Exercise materials —
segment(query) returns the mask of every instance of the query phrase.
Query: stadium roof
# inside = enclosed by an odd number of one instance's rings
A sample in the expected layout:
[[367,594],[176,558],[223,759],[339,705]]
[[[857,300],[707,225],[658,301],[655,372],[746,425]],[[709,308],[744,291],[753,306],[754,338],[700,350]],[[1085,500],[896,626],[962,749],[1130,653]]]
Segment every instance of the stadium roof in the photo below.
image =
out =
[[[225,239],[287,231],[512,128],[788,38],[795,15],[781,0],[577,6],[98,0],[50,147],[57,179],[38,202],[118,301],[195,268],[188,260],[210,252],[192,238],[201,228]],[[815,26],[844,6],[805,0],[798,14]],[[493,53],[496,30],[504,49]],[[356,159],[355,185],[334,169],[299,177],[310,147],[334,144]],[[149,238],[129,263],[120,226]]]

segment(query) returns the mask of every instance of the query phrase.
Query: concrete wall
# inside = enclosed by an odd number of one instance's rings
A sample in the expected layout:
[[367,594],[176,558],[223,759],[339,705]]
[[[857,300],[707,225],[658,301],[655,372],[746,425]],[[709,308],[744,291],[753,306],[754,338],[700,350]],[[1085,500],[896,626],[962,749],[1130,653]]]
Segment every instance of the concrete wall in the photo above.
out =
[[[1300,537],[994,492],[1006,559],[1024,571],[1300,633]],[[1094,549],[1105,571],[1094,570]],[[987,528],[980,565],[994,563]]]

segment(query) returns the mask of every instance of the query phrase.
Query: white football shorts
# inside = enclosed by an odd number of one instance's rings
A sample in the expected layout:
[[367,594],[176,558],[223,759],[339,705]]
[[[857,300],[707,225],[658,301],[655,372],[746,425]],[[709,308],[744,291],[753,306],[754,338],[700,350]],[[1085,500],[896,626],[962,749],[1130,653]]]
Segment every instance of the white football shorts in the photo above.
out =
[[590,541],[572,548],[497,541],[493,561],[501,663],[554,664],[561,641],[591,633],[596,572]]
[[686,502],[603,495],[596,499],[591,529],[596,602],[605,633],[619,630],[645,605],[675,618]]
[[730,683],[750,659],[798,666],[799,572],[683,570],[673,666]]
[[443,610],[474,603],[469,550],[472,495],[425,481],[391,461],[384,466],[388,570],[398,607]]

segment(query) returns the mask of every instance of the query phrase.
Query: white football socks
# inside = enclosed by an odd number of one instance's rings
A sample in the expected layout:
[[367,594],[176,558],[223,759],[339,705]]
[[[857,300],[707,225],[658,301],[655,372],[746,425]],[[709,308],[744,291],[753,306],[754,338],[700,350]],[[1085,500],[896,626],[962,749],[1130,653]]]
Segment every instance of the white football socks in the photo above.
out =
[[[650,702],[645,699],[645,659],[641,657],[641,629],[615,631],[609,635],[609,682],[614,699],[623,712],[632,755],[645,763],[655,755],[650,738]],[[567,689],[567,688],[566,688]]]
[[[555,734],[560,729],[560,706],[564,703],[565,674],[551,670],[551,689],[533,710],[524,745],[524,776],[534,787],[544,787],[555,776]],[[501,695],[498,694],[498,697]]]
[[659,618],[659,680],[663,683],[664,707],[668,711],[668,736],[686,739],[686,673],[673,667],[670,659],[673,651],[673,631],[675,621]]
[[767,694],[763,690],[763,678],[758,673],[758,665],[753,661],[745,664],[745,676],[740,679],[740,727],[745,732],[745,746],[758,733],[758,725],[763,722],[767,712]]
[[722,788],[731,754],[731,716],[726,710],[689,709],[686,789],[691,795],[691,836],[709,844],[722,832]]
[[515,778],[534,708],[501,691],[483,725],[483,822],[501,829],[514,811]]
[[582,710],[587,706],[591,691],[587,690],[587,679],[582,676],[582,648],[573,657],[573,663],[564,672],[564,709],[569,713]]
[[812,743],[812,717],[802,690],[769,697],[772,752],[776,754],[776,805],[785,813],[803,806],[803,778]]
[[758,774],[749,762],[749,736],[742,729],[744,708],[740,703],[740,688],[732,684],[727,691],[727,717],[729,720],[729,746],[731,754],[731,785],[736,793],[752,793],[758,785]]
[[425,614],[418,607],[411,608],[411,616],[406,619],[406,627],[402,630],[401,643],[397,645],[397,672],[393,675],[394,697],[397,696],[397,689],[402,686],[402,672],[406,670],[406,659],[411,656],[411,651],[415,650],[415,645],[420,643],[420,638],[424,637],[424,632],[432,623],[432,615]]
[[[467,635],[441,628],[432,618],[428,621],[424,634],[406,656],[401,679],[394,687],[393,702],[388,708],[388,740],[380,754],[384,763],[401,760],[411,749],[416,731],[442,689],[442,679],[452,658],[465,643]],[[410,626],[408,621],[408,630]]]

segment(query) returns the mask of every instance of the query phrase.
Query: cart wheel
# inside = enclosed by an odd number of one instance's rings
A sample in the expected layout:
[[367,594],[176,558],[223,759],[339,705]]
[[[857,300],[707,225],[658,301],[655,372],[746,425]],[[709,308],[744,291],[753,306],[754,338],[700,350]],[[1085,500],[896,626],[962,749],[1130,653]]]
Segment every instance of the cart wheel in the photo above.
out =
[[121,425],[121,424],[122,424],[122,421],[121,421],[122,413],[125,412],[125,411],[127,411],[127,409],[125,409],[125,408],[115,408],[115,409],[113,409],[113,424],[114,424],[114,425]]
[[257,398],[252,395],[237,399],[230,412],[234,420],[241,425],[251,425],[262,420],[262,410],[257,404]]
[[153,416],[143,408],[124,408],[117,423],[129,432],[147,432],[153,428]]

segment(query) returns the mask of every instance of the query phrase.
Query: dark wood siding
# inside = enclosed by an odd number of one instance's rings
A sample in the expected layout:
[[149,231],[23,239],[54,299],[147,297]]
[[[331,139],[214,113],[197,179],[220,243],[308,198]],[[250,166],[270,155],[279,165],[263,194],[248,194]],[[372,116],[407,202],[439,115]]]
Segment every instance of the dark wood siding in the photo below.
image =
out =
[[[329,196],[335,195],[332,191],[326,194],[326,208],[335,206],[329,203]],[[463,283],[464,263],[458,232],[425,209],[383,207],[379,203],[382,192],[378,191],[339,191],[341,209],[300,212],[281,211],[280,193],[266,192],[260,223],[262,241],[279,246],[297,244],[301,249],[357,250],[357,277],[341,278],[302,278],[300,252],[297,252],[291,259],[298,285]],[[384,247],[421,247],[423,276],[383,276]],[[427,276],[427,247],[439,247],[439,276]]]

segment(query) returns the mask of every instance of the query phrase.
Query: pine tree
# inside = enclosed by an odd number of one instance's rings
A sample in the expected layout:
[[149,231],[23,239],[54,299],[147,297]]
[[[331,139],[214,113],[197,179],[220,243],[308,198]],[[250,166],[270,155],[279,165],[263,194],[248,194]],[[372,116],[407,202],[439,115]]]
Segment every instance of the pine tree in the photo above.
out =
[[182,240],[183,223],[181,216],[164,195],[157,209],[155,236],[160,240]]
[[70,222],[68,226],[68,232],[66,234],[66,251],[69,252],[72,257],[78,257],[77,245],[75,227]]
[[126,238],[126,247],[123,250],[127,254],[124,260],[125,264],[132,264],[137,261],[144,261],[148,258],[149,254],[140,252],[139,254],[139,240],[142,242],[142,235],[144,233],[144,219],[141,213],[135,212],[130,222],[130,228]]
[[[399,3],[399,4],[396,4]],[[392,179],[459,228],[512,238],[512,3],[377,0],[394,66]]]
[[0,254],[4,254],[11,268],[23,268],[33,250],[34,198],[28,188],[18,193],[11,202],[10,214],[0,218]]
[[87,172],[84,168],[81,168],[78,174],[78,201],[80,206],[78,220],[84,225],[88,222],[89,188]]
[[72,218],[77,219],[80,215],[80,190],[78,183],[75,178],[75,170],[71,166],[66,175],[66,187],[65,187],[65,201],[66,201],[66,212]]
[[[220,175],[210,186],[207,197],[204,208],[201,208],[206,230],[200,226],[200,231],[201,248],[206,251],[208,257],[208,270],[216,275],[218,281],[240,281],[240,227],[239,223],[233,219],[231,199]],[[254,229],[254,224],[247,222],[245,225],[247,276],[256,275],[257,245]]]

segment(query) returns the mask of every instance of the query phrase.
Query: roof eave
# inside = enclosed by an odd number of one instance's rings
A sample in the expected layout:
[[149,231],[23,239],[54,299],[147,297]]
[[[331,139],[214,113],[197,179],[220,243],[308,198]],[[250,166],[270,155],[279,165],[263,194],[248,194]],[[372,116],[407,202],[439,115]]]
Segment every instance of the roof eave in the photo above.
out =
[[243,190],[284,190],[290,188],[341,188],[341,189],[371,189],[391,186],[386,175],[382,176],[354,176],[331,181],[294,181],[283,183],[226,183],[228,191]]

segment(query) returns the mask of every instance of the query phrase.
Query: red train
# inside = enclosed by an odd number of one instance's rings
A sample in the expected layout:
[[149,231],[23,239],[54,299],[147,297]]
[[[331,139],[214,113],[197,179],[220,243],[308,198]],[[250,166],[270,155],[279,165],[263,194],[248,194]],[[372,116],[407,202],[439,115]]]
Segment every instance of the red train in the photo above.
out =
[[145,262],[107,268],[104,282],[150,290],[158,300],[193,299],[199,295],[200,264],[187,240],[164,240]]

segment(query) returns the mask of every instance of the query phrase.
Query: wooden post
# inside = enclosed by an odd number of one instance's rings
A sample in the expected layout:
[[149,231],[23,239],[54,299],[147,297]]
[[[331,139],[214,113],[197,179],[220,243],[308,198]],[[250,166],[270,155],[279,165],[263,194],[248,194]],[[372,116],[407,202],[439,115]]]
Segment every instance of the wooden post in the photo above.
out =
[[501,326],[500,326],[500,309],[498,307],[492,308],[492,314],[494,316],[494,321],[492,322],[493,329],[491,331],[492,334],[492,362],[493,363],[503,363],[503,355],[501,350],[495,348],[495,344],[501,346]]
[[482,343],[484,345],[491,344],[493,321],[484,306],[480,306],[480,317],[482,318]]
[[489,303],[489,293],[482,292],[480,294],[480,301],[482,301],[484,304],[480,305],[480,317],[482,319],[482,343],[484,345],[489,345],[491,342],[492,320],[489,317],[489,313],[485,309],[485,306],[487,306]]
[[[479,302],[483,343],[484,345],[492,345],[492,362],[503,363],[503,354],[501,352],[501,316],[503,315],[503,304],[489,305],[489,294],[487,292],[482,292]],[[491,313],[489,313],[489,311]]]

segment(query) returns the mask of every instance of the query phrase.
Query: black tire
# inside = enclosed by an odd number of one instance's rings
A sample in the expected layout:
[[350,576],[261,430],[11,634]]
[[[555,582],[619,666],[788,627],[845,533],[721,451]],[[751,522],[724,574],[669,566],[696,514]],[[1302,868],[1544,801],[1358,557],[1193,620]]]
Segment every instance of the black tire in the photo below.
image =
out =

Exercise instructions —
Take each line above that contains "shorts" and copy it out.

Answer space —
Query: white football shorts
Segment every instance of the white football shorts in the photo above.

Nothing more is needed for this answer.